* **Brief**
Print the data exactly as written, but leave out each picture.

* **Provided entries**
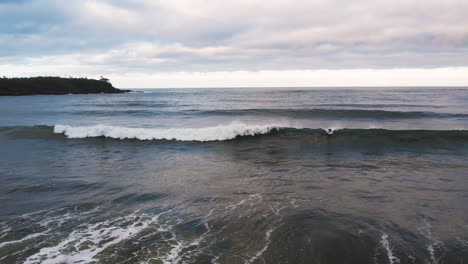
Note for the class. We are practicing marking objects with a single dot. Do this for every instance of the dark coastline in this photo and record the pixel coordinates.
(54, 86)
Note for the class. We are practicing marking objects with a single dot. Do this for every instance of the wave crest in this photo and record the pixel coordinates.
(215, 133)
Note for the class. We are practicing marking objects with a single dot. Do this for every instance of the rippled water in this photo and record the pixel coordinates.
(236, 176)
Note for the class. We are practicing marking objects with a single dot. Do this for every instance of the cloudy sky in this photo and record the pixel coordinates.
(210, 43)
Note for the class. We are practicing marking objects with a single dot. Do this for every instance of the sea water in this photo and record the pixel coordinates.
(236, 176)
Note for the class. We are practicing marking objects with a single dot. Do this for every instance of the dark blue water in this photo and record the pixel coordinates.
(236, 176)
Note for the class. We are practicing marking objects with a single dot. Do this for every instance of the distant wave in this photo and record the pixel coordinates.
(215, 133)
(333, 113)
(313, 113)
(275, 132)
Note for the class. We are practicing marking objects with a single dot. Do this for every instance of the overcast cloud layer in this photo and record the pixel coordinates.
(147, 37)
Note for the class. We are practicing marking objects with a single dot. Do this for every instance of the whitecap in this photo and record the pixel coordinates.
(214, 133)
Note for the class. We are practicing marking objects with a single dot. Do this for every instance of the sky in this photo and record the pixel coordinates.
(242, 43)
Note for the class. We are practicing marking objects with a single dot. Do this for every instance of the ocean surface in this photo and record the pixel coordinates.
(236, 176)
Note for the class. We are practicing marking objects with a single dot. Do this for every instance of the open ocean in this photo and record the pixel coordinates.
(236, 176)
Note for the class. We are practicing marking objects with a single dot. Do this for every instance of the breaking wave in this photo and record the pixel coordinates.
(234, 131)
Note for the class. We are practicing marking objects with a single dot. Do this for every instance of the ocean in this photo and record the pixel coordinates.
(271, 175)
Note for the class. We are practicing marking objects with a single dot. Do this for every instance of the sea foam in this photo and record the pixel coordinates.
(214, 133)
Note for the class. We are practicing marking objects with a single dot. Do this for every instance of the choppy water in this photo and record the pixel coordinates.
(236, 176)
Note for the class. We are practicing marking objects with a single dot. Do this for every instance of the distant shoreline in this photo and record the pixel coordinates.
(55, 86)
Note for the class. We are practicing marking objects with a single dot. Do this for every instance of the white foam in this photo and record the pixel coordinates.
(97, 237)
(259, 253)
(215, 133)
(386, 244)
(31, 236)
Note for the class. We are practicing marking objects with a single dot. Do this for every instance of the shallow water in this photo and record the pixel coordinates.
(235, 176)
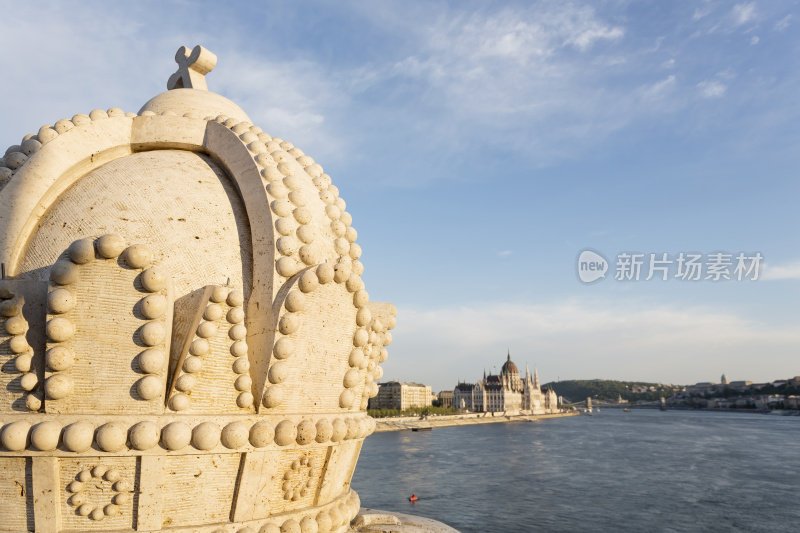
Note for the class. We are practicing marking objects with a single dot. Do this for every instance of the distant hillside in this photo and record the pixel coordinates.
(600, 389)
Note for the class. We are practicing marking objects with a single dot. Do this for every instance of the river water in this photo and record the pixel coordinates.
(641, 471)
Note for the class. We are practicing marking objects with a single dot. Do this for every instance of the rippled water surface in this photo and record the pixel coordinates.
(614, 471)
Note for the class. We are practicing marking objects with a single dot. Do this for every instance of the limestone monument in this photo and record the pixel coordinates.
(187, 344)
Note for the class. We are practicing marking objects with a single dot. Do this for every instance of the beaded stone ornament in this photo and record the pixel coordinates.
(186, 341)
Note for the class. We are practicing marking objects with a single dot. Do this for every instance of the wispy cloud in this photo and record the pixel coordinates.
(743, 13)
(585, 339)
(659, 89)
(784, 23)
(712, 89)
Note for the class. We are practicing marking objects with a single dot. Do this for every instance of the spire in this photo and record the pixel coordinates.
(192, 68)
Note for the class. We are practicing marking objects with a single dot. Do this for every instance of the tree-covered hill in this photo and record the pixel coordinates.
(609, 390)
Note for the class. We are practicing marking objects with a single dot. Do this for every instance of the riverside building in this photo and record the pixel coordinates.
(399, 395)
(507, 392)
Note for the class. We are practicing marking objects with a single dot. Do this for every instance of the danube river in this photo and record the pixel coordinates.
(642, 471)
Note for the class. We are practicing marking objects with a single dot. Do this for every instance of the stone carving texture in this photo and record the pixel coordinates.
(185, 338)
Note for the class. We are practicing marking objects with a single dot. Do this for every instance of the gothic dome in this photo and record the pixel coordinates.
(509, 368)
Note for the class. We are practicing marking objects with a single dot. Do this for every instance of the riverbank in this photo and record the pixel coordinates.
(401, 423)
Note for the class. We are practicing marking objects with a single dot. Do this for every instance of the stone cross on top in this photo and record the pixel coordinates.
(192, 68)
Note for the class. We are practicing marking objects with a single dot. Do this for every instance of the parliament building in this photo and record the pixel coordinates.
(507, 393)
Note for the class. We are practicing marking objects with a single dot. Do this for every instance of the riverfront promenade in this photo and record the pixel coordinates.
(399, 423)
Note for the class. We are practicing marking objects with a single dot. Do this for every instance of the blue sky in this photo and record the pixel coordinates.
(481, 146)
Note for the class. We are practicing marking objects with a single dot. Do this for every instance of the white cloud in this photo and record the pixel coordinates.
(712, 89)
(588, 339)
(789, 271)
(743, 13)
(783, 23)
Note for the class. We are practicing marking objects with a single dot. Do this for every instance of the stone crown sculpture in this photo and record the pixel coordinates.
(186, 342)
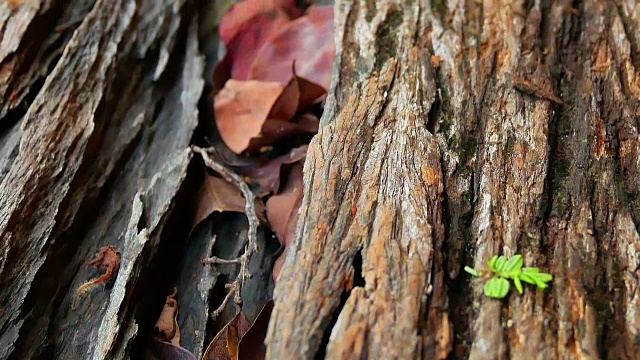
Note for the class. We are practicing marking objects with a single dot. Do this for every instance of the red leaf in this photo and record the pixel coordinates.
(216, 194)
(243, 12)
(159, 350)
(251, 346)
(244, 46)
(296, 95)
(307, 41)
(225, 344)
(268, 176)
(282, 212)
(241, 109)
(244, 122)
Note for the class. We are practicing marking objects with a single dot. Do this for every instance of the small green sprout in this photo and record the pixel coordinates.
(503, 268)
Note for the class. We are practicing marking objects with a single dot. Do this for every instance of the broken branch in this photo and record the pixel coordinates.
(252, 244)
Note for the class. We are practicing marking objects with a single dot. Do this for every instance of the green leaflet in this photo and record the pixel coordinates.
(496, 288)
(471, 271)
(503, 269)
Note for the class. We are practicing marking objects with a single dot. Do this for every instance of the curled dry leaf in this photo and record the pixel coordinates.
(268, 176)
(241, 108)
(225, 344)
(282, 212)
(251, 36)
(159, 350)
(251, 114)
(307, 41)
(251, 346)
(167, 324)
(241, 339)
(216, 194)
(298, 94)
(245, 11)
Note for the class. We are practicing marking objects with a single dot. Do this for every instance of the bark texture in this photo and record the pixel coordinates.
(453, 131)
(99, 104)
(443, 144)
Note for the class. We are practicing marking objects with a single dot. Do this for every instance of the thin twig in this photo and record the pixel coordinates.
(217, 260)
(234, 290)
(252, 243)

* **Exercise solution**
Note for the class. We are practicing marking objects with a single dot. Do this for every instance of the dark coastline in this photo and record the pixel coordinates.
(54, 86)
Note for the class. We are practicing marking objects with a single dot. Do this for every instance of the wave crest in this photo and record the pixel coordinates.
(215, 133)
Note for the class. We are practicing marking objects with a single dot. Do this for every instance of the rippled water in this photo and record the pixel coordinates.
(236, 176)
Note for the class. We are practicing marking objects with a single dot. Do this for every instance of the cloudy sky in this photo and record the pixel coordinates.
(210, 43)
Note for the class. We are practicing marking objects with a single dot. Do this for every instance of the sea water in this photo and record the pixel coordinates.
(236, 176)
Note for the class. We are practicing marking objects with a single dot. Do this for every instance of the dark blue water in this photo and record the pixel coordinates.
(236, 176)
Note for the class. We are practicing marking objects with a single dot. Do this for every instance of the distant wave in this photo and record the pixel coordinates.
(215, 133)
(333, 113)
(313, 113)
(275, 132)
Note for the class. We are practicing marking objects with a single dot. Do this for every instance of the overcast cloud layer in this photo and record the pixel coordinates.
(147, 37)
Note for the class. We are practicing marking objects with a single dot. Do this for every instance of the whitecap in this photo and record the pixel coordinates.
(214, 133)
Note for the class. We are practicing marking objects with a single dot. Do this for every instance of the sky in this photo and record the pixel coordinates.
(242, 43)
Note for the class. We are practicing marking objects with a single dot. Do this for every instance of the ocean surface in this photo and record the pixel coordinates.
(236, 176)
Note for the class. We are practicing marking objects with a single dot. Do this for every instance of the open ocean in this photo and record the pixel coordinates.
(236, 176)
Note for the class. We are practicing marking objects with a single dot. Do this for every instance of the breaking wave in this photo and record the pixel coordinates.
(234, 131)
Note for the class. We are practicing marking objects with a single dot. Do this for every instance of the ocean in this photo and record the pixel coordinates.
(271, 175)
Note for the class. We are practicing marking objects with a single dot. Do this for every instance of the sea foam in this photo and record the pixel coordinates.
(214, 133)
Note for the class. We are practicing marking objects with a single dot. Do this for every instance of the choppy water in this photo and record the pixel coordinates.
(236, 176)
Note for the class. We are practicing marking objects with a single dot. Do this for every instance of the distant shoreline in this photo and record the pixel coordinates.
(55, 86)
Note for the class. We are practicing marking objects with a single dot. Do this for every instance of the white foam in this photo and record the pixel coordinates.
(97, 237)
(259, 253)
(215, 133)
(386, 244)
(31, 236)
Note for the class. We are practicing marking objects with a single dot. Do this for every instance of the shallow water in this photo and record the pixel coordinates.
(235, 176)
Note for the class. We are practicing marking objects with a single dot. Do this for every instance of the distant hillside in this photo and record the pixel coordinates.
(600, 389)
Note for the class. We are practicing marking objects with a single dot. Do this for every instance of the river water in this photo and record the pixel coordinates.
(641, 471)
Note for the class. We are practicing marking objects with a single dot. Do this for every instance of the rippled water surface in this photo and record the pixel coordinates.
(614, 471)
Note for the class. We are practicing marking objects with a single dot. Do this for every instance of the limestone monument in this photo and record the pixel coordinates.
(187, 344)
Note for the class. We are practicing marking objects with a single dot. Do this for every instance of the beaded stone ornament in this photo and record the pixel coordinates.
(186, 341)
Note for the class. We are practicing marking objects with a single dot. Do this for every instance of the wispy cloud in this photo and record the pixel coordinates.
(743, 13)
(585, 339)
(659, 89)
(784, 23)
(712, 89)
Note for the class. We are practicing marking objects with a single dot. Do this for every instance of the spire in this photo and record the pixel coordinates.
(192, 68)
Note for the class. We are practicing marking objects with a single dot. Do this for every instance of the tree-covered hill in this photo and record the pixel coordinates.
(609, 390)
Note for the class. We are practicing marking objects with a single dot. Do this for every instance of the riverside building in this photo and record the pixel coordinates.
(399, 395)
(507, 392)
Note for the class. We are practicing marking objects with a single dot. Do this for every instance of the danube river in this photo and record the pixel coordinates.
(642, 471)
Note for the class. We are practicing marking objects with a single dot. Do this for every instance of the stone carving texture in this photo and record the pixel coordinates.
(185, 338)
Note for the class. We are practicing marking objects with a single dot. Do this for every instance of the gothic dome in this photo and record the pixel coordinates.
(509, 368)
Note for the class. We are practicing marking objects with a single dot. Do this for every instance of the riverbank in this photo and record the pixel coordinates.
(401, 423)
Note for the class. We are practicing marking objects with a single dot. Do this for every instance of the stone cross on top in this photo and record the pixel coordinates.
(192, 68)
Note for the class. We are practicing marking objects with a single dot. Do this for every instance of the parliament building in this photo and record the pixel coordinates.
(507, 393)
Note for the class. We are practicing marking objects with a single dot. Do this for every instance of the riverfront promenade in this photo and record the pixel coordinates.
(399, 423)
Note for the class. We are practicing marking objects with a single dot. Do this for every instance of the blue sky in this photo and record the pixel coordinates.
(481, 146)
Note for the class. We are practicing marking objects with a single dot. Do this for every instance of the white cloud in this photo and record the pixel coordinates.
(712, 89)
(588, 339)
(789, 271)
(743, 13)
(783, 23)
Note for the class. We are practicing marking objects with a single dot. Do this for every instance of the stone crown sculpture in this photo and record the pixel coordinates.
(186, 342)
Note for the class. We are practicing marking objects with a single dot. Do this for every instance of the red leaf in this photo and record the pixel coordinates.
(216, 194)
(243, 12)
(159, 350)
(251, 346)
(244, 46)
(296, 95)
(307, 41)
(225, 344)
(268, 176)
(282, 212)
(241, 109)
(244, 122)
Note for the class. We are practicing marking objects with a single dot. Do this for every instance of the small green sprout in this photo and record the pixel coordinates.
(503, 268)
Note for the class. We are practicing marking objects with a single dot. Do this for every instance of the broken branch in this photo and record the pixel coordinates.
(252, 244)
Note for the class. We are practicing marking objects with a single dot. Do this for every instance of the green leaflet in this photo and record the pixel coordinates.
(496, 288)
(471, 271)
(503, 269)
Note for the class. We are practicing marking objects with a single dot. Do this for every instance of the curled dry leaf in this photo and record the pixel coordinates.
(268, 176)
(241, 108)
(225, 344)
(282, 212)
(251, 36)
(159, 350)
(251, 114)
(307, 41)
(251, 346)
(167, 324)
(241, 339)
(216, 194)
(298, 94)
(245, 11)
Note for the class. We are practicing marking objects with a single dot. Do this for every instance of the bark texture in this photo and record the pixel coordinates.
(453, 131)
(99, 104)
(443, 144)
Note for the class. We are practicing marking objects with a single dot. Do this for every instance of the thin twig in this photo and record the pixel coordinates.
(217, 260)
(234, 290)
(252, 243)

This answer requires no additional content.